• Supplied data:
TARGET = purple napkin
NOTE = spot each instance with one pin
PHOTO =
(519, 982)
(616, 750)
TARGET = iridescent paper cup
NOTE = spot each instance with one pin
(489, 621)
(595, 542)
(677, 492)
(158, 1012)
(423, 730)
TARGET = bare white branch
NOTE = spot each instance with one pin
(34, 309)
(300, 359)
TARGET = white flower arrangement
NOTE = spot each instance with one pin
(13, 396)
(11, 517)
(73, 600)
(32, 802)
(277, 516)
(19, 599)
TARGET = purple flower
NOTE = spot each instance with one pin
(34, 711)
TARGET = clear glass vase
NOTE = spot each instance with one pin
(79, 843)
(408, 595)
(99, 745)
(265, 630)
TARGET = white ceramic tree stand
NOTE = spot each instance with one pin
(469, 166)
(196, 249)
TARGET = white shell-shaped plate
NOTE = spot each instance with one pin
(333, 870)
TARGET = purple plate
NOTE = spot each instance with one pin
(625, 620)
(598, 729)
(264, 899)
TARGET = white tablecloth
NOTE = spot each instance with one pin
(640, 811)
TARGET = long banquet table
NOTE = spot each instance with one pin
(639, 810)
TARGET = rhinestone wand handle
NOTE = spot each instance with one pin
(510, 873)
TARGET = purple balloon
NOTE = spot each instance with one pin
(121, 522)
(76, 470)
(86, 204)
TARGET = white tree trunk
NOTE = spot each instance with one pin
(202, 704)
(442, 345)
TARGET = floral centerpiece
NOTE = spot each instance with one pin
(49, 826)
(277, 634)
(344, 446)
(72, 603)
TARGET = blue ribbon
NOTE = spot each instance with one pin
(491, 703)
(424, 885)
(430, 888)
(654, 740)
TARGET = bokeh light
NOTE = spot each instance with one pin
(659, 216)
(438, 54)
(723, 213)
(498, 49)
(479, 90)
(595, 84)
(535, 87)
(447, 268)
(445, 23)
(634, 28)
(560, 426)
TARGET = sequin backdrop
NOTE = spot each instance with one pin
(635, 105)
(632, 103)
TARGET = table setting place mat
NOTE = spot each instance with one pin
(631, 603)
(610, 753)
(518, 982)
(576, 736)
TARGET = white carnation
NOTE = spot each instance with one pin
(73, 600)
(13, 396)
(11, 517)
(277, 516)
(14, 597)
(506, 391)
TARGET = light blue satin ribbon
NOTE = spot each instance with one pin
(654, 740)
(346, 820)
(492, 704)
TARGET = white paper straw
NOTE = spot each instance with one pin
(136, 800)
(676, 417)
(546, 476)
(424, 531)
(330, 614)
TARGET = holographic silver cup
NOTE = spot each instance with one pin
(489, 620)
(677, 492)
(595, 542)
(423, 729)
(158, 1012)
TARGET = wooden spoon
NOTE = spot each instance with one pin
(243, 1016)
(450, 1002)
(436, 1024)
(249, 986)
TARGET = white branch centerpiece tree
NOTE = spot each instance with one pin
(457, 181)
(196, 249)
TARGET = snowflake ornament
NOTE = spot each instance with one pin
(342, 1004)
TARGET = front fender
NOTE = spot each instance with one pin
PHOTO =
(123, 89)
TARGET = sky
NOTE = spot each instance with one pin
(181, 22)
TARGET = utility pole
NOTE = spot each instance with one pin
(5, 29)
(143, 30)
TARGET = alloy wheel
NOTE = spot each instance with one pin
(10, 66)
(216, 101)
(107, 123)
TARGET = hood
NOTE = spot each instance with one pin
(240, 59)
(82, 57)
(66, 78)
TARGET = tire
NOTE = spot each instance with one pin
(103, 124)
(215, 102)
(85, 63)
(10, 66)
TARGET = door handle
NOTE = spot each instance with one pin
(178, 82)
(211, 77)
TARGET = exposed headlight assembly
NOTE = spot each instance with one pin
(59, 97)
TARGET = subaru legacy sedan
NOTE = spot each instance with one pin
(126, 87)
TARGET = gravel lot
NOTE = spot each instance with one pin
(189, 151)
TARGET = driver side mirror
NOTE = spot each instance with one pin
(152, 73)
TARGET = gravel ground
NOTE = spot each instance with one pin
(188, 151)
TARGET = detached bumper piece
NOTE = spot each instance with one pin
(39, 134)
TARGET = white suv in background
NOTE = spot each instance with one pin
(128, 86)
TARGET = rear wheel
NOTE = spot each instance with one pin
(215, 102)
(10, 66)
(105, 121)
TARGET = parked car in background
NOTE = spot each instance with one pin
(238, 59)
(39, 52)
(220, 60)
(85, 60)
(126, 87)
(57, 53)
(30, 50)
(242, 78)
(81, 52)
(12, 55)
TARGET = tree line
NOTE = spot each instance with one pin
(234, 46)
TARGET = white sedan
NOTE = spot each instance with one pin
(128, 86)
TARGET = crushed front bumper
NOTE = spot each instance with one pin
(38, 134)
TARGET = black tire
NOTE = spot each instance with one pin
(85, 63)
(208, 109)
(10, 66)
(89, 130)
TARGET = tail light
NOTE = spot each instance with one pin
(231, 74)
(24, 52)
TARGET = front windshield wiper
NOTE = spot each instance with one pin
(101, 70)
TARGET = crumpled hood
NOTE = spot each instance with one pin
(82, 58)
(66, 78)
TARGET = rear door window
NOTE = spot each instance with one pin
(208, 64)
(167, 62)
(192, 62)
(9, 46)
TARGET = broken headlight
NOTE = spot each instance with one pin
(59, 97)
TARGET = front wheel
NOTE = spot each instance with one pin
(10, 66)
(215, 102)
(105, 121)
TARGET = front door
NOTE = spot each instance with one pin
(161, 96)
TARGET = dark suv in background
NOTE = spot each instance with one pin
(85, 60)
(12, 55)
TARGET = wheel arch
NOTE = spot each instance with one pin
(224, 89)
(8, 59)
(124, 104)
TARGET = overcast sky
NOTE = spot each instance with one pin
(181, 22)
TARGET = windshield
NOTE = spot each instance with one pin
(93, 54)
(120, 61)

• What you will do:
Copy out all of the records above with nothing altered.

• Response to this task:
TARGET = purple napkin
NOTE = spot each instance with one pin
PHOTO =
(519, 982)
(616, 750)
TARGET = iridescent paper cup
NOTE = spot each instance with one pin
(489, 621)
(595, 542)
(677, 492)
(158, 1012)
(423, 730)
TARGET = bare white branch
NOTE = spot each instance with one pin
(34, 309)
(300, 359)
TARGET = white flower arrangement
NOTE = spot each instance with one pin
(13, 396)
(11, 517)
(73, 600)
(32, 802)
(277, 516)
(19, 599)
TARGET = purple flower
NOTE = spot each instance with one pin
(34, 711)
TARGET = clear glass vase
NOTE = spot each instance with one pin
(79, 843)
(408, 595)
(99, 745)
(265, 630)
TARGET = white ceramic tree stand
NOTE = spot each instance with one pin
(469, 166)
(196, 249)
TARGET = white shell-shaped plate
NOTE = spot each instance with one pin
(333, 870)
TARGET = purple plate
NOTE = spot each instance with one pin
(625, 620)
(598, 729)
(264, 899)
TARGET = white tablecloth
NOTE = spot each instance with one pin
(640, 811)
TARGET = long banquet table
NOTE = spot each instance with one pin
(639, 810)
TARGET = rhinestone wand handle
NOTE = spot each instance with one pin
(510, 873)
TARGET = purple balloon
NOTE = spot each instance with one pin
(121, 522)
(76, 470)
(86, 204)
TARGET = white tree trunk
NOTE = spot each instance with one pin
(202, 704)
(442, 345)
TARGET = floral centerpiece
NOTE = spot each instance with one pin
(49, 826)
(277, 634)
(344, 446)
(72, 603)
TARGET = blue ribbon
NOTE = spot each instance with one pin
(491, 703)
(424, 885)
(430, 888)
(654, 740)
TARGET = bokeh light
NOTE = spot each instance with one pin
(659, 216)
(438, 54)
(723, 213)
(498, 49)
(479, 90)
(595, 84)
(535, 87)
(447, 268)
(445, 23)
(634, 28)
(560, 426)
TARGET = sequin backdrop
NOTE = spot each instance with one pin
(635, 105)
(632, 103)
TARGET = table setting place mat
NOTE = spot each instance with one pin
(631, 603)
(610, 753)
(518, 982)
(576, 736)
TARGET = white carnation
NOTE = spot each instance with one pin
(73, 600)
(13, 396)
(11, 517)
(277, 516)
(14, 597)
(506, 391)
TARGET = light blue satin ribbon
NOTE = spot each instance with one pin
(654, 740)
(346, 820)
(492, 704)
TARGET = white paper straw
NOTE = spot each instance with one pin
(136, 800)
(676, 417)
(546, 476)
(424, 531)
(330, 614)
TARGET = holographic silver cup
NOTE = spot each instance with one pin
(489, 620)
(677, 492)
(595, 542)
(423, 729)
(158, 1012)
TARGET = wooden spoon
NOTE = spot each instance with one pin
(243, 1016)
(450, 1002)
(436, 1024)
(249, 986)
TARGET = white branch centerpiece tree
NOTE = spot each instance with one pin
(457, 181)
(196, 249)
TARGET = snowflake ornament
NOTE = spot each instance with one pin
(342, 1004)
TARGET = front fender
NOTE = spot each instance with one pin
PHOTO =
(123, 89)
TARGET = sky
NOTE = spot each instance with one pin
(181, 22)
TARGET = utility pole
NOTE = spot each instance with one pin
(5, 29)
(143, 30)
TARGET = alloy wheel
NOTE = spot each instance with one pin
(10, 66)
(216, 101)
(107, 123)
TARGET = hood
NOTE = spot each instance with one pin
(240, 59)
(82, 57)
(66, 78)
TARGET = tire
NOTE = spot each instance with one pin
(103, 124)
(215, 102)
(85, 63)
(10, 66)
TARGET = door handle
NOTE = spot each instance with one pin
(178, 82)
(211, 77)
TARGET = exposed headlight assembly
NOTE = spot each instance with one pin
(59, 97)
TARGET = subaru legacy sedan
NOTE = spot each instance with one pin
(126, 87)
TARGET = gravel lot
NOTE = spot each instance with one pin
(189, 151)
TARGET = driver side mirror
NOTE = spot each instance with one pin
(152, 73)
TARGET = gravel ground
NOTE = spot each instance with one pin
(188, 151)
TARGET = detached bumper piece
NOTE = spot each instance with one pin
(39, 134)
TARGET = white suv in background
NOTE = spot each instance with one pin
(128, 86)
TARGET = rear wheel
NOTE = spot each instance with one pin
(215, 102)
(10, 66)
(105, 121)
TARGET = parked car in background
NOTE = spot each instance with one pin
(238, 59)
(39, 52)
(220, 60)
(85, 60)
(126, 87)
(57, 53)
(30, 50)
(242, 78)
(81, 52)
(12, 55)
TARGET = tree line
NOTE = spot each instance with one pin
(234, 46)
TARGET = white sedan
NOTE = spot each instance with one pin
(128, 86)
TARGET = crushed front bumper
NOTE = spot each instance with one pin
(38, 134)
TARGET = black tire
NOTE = spot each instance with one pin
(85, 63)
(208, 109)
(10, 66)
(89, 130)
TARGET = tail light
NOTE = spot each instance with one pin
(231, 74)
(24, 52)
TARGET = front windshield wiper
NOTE = spot each instance with one pin
(101, 70)
TARGET = crumpled hood
NOTE = spot each instance with one pin
(82, 58)
(66, 78)
TARGET = rear door window
NOTE = spot each instance with one pin
(208, 64)
(167, 62)
(192, 62)
(9, 46)
TARGET = broken headlight
NOTE = spot each instance with one pin
(59, 97)
TARGET = front wheel
NOTE = spot each instance with one pin
(10, 66)
(215, 102)
(105, 121)
TARGET = front door
NOTE = spot each instance with one pin
(161, 96)
TARGET = dark suv in background
NOTE = spot each instance with one pin
(85, 60)
(12, 55)
TARGET = wheel arch
NOTE = spot each instance with one pin
(224, 89)
(8, 59)
(124, 104)
TARGET = overcast sky
NOTE = spot each instance with one pin
(181, 22)
TARGET = windshield
NOTE = spot each instance with one pin
(93, 54)
(120, 61)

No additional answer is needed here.